_Set problem_.
Count the lines of the records that contain the string "outline", where case counts, and give only that number.

__________________________________________________

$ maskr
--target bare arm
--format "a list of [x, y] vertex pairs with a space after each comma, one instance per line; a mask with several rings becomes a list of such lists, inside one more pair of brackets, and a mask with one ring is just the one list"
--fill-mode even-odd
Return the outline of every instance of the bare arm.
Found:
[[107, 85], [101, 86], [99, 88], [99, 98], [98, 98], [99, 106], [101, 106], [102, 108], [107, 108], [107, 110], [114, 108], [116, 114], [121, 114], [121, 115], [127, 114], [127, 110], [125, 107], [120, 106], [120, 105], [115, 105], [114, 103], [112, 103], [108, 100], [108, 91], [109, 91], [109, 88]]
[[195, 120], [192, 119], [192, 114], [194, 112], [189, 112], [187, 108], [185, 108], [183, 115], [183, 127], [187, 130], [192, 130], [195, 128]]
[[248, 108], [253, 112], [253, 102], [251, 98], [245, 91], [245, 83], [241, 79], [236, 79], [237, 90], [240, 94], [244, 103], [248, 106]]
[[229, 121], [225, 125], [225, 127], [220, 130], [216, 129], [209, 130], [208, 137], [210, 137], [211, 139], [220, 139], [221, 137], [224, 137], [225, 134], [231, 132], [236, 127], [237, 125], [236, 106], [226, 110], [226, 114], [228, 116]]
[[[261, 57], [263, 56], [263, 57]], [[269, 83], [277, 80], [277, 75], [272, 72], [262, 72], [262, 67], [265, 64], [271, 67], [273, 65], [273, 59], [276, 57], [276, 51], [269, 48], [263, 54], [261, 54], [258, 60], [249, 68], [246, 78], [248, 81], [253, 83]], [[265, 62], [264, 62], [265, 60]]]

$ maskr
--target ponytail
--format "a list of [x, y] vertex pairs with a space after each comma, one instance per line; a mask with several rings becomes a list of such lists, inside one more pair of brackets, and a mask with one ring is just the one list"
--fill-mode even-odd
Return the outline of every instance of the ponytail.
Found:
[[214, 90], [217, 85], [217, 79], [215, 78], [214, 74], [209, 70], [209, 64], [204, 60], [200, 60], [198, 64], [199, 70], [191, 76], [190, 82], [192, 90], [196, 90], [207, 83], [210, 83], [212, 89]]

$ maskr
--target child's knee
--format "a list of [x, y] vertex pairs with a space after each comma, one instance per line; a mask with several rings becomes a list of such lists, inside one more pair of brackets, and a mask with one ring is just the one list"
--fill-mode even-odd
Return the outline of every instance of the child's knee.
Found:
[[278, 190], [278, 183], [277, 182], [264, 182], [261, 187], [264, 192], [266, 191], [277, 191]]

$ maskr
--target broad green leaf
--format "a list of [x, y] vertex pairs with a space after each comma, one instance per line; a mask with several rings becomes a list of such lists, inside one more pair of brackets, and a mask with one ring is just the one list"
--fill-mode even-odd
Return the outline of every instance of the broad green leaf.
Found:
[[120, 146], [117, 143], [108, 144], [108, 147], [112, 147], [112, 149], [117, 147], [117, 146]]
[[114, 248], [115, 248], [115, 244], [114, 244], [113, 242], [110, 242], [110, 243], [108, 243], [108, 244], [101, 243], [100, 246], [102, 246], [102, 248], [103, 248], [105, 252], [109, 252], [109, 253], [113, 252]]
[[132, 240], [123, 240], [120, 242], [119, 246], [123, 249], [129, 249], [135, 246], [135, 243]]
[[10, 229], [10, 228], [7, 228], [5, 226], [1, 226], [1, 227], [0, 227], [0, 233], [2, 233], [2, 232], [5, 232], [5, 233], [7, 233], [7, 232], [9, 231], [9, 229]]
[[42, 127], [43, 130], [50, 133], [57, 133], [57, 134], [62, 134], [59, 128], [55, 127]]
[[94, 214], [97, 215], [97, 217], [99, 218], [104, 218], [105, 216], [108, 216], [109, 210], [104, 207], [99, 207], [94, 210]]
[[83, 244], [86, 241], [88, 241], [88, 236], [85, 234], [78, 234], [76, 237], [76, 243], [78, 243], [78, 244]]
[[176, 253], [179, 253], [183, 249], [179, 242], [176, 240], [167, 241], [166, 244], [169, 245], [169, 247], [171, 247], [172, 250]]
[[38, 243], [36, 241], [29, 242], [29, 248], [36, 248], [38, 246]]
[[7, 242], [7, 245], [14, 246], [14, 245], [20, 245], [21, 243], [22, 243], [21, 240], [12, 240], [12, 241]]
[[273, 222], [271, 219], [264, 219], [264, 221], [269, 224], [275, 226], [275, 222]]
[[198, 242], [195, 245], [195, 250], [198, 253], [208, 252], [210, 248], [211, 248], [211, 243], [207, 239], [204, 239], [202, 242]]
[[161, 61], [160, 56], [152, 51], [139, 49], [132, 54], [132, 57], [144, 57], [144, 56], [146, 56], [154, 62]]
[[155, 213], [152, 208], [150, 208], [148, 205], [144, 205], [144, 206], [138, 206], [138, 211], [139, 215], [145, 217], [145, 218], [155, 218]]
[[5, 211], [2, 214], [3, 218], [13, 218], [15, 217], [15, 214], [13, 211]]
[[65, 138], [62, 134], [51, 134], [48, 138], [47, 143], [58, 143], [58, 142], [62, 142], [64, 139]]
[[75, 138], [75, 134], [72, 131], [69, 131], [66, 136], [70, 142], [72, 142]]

__________________________________________________

_Right answer_.
4